___ Data provided ___

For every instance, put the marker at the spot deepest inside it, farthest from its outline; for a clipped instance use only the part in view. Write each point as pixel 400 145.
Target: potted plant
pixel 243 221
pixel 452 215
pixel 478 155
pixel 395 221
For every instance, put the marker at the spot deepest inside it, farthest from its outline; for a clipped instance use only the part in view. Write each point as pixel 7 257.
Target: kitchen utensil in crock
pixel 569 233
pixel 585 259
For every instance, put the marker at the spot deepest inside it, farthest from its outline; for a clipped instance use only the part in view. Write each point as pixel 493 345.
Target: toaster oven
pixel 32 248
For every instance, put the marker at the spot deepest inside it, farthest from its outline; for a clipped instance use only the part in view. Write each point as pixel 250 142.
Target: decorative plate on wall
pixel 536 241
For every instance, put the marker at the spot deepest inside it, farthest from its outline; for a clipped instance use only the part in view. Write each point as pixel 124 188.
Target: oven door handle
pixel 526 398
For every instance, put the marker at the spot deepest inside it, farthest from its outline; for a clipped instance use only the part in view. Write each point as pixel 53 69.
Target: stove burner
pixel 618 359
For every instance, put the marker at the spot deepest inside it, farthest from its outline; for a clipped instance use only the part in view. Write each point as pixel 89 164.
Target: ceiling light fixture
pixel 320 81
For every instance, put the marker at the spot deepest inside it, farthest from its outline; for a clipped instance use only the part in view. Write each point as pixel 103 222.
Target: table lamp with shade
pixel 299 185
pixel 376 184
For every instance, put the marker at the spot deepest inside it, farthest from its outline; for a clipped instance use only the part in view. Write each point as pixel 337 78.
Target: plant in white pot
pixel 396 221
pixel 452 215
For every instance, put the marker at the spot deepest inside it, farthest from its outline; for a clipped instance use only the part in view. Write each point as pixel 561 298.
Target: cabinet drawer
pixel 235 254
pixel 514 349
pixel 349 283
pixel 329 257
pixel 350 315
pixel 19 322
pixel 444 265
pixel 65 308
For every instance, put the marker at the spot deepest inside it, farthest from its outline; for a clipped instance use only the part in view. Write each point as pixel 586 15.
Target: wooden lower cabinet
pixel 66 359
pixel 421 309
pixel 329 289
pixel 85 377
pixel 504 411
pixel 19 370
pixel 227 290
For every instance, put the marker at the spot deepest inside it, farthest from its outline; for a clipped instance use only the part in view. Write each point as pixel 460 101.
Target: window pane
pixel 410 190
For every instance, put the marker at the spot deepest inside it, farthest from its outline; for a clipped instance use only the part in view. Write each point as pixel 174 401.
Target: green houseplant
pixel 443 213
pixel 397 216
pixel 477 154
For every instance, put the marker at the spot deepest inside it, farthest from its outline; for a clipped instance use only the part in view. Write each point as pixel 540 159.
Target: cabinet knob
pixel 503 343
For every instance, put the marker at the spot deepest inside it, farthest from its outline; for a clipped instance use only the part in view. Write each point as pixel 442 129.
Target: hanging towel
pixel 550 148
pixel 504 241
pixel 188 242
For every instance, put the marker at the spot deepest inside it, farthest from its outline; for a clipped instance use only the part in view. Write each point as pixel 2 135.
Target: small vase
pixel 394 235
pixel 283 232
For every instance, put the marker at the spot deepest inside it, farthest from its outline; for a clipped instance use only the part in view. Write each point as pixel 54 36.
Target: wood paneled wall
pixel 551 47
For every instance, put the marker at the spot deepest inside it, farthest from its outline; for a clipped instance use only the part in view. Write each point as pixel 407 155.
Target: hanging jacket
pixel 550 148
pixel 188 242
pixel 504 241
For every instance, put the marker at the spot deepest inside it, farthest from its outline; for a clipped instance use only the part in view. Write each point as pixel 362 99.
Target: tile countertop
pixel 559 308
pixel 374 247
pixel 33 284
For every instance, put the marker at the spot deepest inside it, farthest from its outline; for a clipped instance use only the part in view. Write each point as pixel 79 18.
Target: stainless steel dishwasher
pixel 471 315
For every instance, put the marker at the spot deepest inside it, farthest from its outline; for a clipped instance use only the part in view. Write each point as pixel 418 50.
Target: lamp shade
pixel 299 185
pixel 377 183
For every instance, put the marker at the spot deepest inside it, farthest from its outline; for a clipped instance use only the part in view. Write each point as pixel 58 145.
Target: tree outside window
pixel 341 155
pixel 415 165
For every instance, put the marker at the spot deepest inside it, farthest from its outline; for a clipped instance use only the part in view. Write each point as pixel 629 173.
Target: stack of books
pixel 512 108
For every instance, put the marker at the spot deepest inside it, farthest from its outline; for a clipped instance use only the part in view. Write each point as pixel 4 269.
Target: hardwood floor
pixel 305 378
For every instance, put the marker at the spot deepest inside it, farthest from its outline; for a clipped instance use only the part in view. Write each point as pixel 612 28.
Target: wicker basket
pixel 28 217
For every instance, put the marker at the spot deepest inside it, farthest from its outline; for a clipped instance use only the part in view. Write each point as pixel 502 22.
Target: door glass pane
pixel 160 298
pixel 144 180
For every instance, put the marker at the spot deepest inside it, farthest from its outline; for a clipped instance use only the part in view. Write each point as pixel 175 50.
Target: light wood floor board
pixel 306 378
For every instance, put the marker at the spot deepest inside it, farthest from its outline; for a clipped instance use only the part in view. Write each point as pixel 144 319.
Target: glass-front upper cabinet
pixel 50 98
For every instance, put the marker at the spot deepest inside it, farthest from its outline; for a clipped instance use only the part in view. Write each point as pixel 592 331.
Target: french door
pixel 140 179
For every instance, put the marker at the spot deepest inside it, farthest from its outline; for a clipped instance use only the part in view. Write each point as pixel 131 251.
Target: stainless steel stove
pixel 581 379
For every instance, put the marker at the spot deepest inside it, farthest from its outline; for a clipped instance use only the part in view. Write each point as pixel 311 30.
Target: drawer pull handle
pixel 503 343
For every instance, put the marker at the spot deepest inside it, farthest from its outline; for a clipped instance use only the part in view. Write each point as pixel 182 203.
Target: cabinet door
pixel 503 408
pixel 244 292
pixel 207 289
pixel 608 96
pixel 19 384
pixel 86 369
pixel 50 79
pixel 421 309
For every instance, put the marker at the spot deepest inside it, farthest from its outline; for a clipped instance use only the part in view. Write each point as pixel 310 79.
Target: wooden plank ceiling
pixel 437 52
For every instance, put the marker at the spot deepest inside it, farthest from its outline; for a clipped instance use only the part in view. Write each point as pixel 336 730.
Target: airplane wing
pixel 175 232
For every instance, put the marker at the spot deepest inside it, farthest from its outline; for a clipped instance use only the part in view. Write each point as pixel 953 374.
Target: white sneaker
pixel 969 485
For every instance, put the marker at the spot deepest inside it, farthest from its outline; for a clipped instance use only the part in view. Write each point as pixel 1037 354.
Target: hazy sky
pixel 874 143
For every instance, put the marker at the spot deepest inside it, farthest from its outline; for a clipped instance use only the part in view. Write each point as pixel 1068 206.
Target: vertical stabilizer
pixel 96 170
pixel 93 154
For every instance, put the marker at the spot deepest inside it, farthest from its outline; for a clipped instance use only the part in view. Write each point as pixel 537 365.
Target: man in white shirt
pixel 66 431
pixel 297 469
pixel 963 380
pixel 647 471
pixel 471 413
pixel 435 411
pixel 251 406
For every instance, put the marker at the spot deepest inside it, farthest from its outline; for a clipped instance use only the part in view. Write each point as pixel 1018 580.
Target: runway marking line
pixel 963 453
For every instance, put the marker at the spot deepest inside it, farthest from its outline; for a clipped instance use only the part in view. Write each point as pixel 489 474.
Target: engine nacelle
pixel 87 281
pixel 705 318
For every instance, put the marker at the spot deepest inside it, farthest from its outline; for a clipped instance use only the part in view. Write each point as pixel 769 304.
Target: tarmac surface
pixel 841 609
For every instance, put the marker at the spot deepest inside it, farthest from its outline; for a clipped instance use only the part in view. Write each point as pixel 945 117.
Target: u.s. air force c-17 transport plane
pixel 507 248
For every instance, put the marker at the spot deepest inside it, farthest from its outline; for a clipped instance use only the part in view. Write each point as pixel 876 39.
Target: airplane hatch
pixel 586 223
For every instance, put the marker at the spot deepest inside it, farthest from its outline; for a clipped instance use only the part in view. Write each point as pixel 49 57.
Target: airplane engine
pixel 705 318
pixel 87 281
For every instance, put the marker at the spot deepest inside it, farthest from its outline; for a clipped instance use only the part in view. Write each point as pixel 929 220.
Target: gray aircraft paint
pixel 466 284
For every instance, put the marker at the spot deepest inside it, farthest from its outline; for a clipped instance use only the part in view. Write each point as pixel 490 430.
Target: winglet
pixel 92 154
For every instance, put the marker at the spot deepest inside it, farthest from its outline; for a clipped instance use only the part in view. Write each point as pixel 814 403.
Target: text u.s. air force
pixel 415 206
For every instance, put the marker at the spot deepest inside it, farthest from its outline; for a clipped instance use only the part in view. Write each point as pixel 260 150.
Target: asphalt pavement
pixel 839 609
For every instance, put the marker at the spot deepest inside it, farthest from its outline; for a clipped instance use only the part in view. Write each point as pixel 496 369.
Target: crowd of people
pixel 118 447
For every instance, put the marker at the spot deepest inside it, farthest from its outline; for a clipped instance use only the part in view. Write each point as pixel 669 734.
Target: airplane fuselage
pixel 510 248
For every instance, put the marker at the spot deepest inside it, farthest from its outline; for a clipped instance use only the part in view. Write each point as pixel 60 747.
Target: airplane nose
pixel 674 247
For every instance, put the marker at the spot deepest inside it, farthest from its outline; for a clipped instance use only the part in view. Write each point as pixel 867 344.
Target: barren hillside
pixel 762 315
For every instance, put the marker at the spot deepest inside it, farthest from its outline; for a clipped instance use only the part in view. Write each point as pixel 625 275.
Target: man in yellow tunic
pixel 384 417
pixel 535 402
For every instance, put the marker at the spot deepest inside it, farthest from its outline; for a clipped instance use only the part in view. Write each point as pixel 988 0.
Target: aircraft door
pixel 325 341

___

◆ Work item:
Output exactly the lines between the one containing "pixel 988 0." and the final line above, both inclusive.

◆ Response area:
For every instance, put the marker at the spot deepest inside it, farthest from its outline; for a clipped instance use only the part in view. Write each point as pixel 988 0.
Target: aircraft door
pixel 325 341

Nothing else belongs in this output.